## WHAT NEEDS TO BE DONE:
Images are to be omitted, and the rest of the records reproduced exactly.

^^^^^^^^^^^^^^^^

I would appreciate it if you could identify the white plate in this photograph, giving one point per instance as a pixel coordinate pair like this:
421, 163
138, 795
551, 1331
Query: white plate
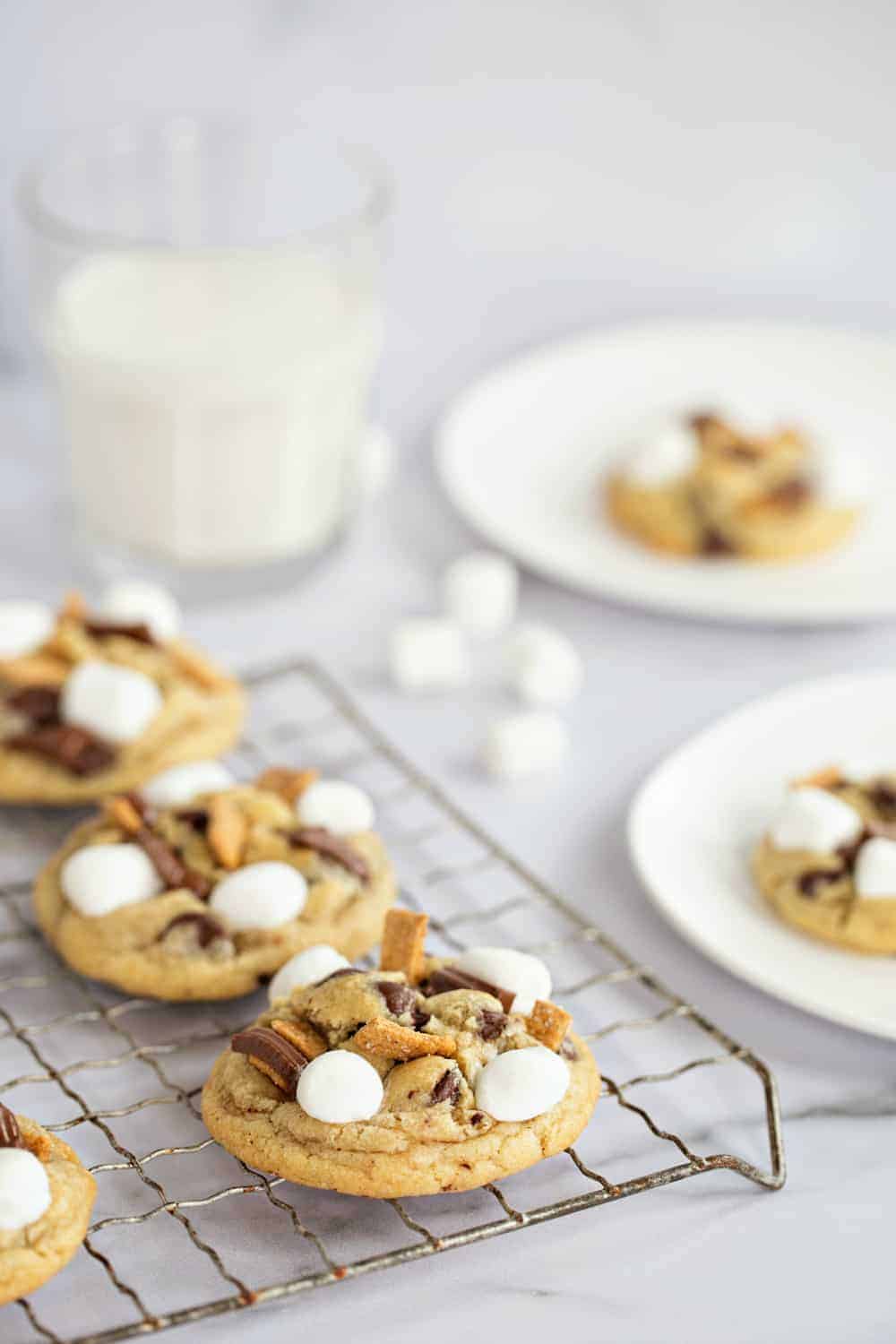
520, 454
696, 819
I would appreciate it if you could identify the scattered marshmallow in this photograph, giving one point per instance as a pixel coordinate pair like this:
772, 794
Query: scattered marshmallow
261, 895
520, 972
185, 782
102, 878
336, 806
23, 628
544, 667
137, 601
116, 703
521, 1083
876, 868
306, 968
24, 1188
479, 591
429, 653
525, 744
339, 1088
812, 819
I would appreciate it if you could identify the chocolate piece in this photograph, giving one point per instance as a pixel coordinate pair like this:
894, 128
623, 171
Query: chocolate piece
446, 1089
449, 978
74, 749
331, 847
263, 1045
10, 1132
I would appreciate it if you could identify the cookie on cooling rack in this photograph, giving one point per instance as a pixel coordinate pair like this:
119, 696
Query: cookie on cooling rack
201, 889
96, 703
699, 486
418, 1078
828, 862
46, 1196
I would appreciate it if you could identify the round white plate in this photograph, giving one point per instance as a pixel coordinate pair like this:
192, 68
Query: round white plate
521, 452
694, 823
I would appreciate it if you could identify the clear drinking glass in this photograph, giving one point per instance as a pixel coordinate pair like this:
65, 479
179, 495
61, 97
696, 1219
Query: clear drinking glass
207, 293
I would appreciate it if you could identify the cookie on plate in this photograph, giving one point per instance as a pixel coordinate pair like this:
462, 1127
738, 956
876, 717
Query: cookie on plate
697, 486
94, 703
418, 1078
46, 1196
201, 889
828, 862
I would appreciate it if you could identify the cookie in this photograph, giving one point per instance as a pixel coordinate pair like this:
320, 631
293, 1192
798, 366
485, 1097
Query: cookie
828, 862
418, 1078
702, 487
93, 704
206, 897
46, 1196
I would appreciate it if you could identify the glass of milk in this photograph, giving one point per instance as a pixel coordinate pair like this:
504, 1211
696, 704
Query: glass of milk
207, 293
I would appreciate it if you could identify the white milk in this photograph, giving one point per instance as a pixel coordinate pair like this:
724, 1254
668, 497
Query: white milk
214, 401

^^^^^^^^^^^^^^^^

## RESULT OF THE TASK:
I would appreciate it if you could identify the white plate in this photograph, giving one point per instance as a pixel coordinate pair like this:
421, 163
138, 795
551, 1331
Query: white plate
520, 454
696, 819
I would appreciate it if you could identify the scattered marshmallow in this photograph, giving one point per instance as a pixel coordinate pair like this:
772, 794
Query: scattered marshmallow
261, 895
520, 972
185, 782
102, 878
336, 806
23, 628
544, 667
137, 601
116, 703
521, 1083
876, 868
306, 968
24, 1188
479, 591
429, 653
525, 744
339, 1088
812, 819
I would appreciate it if you could identify the chocolate piece in this photograph, giving one point per instance as a pixel coordinate pair like this:
894, 128
623, 171
Query: chocolate piece
446, 1089
449, 978
74, 749
331, 847
263, 1045
10, 1132
I would appreciate it if you could identify the cookie on cooling rack in this photograph, giving one point per instance as a pixel coordinate pair like this:
119, 696
Query: cookie on cooling rack
201, 889
96, 703
699, 486
418, 1078
828, 862
46, 1196
I would appreciate it if you could identify the round white plate in this photograph, giving one point per instance as a pixel coordinate pair like this:
192, 68
Query: round white plate
521, 452
694, 823
I would appreciate it if you could identify the clear drinking glass in this photograph, giving one point per instance as a pixel coordinate pair like this:
65, 479
179, 495
61, 97
696, 1219
Query: clear drinking glass
207, 293
I would appreciate it if you could identify the cookie on plate in this photograph, giving one point per instance as a pixel coordinate pair like this:
462, 1127
738, 956
876, 717
Query: cookie on plate
697, 486
94, 703
418, 1078
46, 1196
201, 889
828, 862
I would appreciate it if you could identify the cookie in this photograph, giving one point per instance as a pixel coordinate pair like this:
320, 631
293, 1192
798, 366
485, 1097
Query: cookie
828, 862
418, 1078
702, 487
93, 704
206, 897
46, 1196
I would appreciate it if you could identify the glass of milk in this photograph, giving one point per instance as a pixel coordinate pair like this:
504, 1211
696, 704
Query: glass of milk
207, 293
I would appreciate it if you could identify the white milk in this photograph, giving one point per instance as a pixel coordinate pair like this:
724, 1254
668, 497
Query: white milk
214, 401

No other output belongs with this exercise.